Sunday, October 13, 2013

Marty Gallagher's "Ban All Equipment" Article

Mark Rippetoe interviews Marty Gallagher
Part One
Part Two
Part Three

by Marty Gallagher (PLUSA, August, 1996.)

Fifteen years ago my old coach (and world champion) Hugh Cassidy wrote an article entitled "Ban the Squat." In it, the iconoclastic Cassidy postulated that loose judging and (then) newly invented powerlifting equipment had distorted the squat into something other than the benchmark test of strength it had always been. 

Hugh Cassidy
Wraps, belts and suits had made a mockery of the "King of Lifts" and, he gravely warned, once the Pandora's box of equipment-aided strength was opened, where would it end? "Chain mail suits? Spring devices placed behind knees?" At the time, we laughed it off. "That Hugh . . ." we chuckled, "what a prehistoric attitude; take a chill pill, coach. It's the 80's fer Chrissake. Powerlifters discover the super-suit and you act like it's some sort of apocalyptic armageddon - Relax! The sky ain't falling!" 

In 1996 the sky fell on powerlifting. In 1996, Cassidy's worst fears were confirmed. The wide-spread use of hi-tech equipment has confused the issue of who really is the strongest and lax judging has made it impossible to compare one federation's lifts to another's. We are experiencing the powerlifting equivalent of the biblical Tower of Babel. 

On a personal level, it all came crashing home to me like a head-on collision, when, in quick succession, I witnessed a 700-plus pound bench press and several 1000-plus squats. The bench was done in a bench shirt so tight and layered that the athlete literally could not get the weight down to his chest to receive the "press" signal. Can you imagine? The technology of the shirt was so restrictive that the lifter was actually unable to lower over 1/3 of a ton to his chest. What an incredible advantage this technology offers. To add insult to injury, in this particular instance, though (rightfully) no signal was given by the head judge, the lifter nevertheless pushed the weight to arms' length. Incredibly, the lift was passed and the crowd went crazy with glee.

→ MATERIAL SHOWN:
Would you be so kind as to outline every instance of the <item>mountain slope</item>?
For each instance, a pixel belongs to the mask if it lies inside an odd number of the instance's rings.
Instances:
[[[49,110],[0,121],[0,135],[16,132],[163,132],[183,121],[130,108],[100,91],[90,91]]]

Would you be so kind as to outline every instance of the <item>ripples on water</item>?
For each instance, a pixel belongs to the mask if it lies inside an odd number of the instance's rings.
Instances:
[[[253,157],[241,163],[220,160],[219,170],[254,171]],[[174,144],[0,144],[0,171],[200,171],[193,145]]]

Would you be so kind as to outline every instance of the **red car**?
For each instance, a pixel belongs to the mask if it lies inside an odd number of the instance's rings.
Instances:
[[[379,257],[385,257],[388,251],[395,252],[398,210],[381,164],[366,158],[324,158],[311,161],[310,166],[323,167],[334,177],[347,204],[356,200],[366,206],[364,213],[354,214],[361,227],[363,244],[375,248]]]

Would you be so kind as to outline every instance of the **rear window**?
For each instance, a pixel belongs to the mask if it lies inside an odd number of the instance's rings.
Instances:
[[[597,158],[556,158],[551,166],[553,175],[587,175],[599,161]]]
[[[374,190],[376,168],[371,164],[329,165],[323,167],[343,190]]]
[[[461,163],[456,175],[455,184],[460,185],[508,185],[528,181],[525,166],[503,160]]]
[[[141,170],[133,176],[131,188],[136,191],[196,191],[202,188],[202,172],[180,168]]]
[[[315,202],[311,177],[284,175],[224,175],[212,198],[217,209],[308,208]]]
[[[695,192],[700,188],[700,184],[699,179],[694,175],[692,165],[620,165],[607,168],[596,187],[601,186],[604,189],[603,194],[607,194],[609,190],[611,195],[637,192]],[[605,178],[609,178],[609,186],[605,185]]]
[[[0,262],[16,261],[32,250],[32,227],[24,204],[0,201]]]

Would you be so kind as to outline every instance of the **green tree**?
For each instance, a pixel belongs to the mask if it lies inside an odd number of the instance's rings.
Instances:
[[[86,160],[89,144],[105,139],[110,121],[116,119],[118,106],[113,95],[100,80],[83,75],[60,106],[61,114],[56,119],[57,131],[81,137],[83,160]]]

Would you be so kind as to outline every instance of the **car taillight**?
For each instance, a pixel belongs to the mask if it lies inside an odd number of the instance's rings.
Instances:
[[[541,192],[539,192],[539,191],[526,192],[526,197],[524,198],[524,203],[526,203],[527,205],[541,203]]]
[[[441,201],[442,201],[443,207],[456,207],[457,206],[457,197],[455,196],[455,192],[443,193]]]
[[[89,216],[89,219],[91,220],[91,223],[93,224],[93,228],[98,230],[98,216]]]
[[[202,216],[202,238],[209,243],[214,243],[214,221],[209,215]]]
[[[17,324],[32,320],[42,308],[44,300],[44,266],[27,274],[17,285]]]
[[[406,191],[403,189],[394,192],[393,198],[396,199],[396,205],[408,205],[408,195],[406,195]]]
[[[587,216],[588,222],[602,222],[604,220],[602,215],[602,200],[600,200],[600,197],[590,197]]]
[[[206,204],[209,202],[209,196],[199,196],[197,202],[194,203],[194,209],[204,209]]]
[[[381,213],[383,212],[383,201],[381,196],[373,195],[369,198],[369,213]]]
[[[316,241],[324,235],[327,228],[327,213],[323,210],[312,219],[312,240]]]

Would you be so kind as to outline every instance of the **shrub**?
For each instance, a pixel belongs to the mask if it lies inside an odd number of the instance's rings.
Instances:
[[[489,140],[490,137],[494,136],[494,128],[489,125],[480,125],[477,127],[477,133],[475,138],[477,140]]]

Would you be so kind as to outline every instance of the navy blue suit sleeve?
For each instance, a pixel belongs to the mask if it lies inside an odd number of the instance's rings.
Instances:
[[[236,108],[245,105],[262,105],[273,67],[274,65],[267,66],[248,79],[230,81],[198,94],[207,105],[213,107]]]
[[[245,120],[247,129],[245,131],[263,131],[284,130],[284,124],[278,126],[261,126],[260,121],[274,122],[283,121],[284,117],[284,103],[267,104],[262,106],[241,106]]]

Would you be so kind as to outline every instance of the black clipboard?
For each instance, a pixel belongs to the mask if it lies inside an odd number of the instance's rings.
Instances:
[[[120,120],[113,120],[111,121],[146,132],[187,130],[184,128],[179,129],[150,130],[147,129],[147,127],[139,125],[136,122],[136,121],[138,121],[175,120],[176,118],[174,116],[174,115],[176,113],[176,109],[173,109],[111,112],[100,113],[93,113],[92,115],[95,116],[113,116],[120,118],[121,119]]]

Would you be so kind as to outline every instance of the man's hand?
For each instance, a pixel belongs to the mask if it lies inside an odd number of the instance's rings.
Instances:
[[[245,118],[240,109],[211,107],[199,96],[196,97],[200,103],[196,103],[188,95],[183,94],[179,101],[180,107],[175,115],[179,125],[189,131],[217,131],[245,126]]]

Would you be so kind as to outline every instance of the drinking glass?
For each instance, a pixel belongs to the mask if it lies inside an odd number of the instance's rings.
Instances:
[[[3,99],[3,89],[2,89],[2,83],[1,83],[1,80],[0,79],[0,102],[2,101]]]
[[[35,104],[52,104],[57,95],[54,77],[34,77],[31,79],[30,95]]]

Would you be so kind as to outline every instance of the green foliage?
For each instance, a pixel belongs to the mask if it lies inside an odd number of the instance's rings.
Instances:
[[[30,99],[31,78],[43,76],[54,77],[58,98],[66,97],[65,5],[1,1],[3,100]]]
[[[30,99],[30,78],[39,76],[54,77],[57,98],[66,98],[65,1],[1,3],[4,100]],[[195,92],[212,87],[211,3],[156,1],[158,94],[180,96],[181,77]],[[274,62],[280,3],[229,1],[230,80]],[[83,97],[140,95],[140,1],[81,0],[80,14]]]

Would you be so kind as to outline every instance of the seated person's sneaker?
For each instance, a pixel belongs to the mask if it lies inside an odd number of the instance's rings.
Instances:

→ EXERCISE: Retype the powerlifting equipment article word for word, starting at the words "Sunday, October 13, 2013" and ending after "had always been.".

→ REPLY TO THE EXERCISE:
Sunday, October 13, 2013

Marty Gallagher's "Ban All Equipment" Article

Mark Rippetoe interviews Marty Gallagher
Part One
Part Two
Part Three

by Marty Gallagher (PLUSA, August, 1996.)

Fifteen years ago my old coach (and world champion) Hugh Cassidy wrote an article entitled "Ban the Squat." In it, the iconoclastic Cassidy postulated that loose judging and (then) newly invented powerlifting equipment had distorted the squat into something other than the benchmark test of strength it had always been.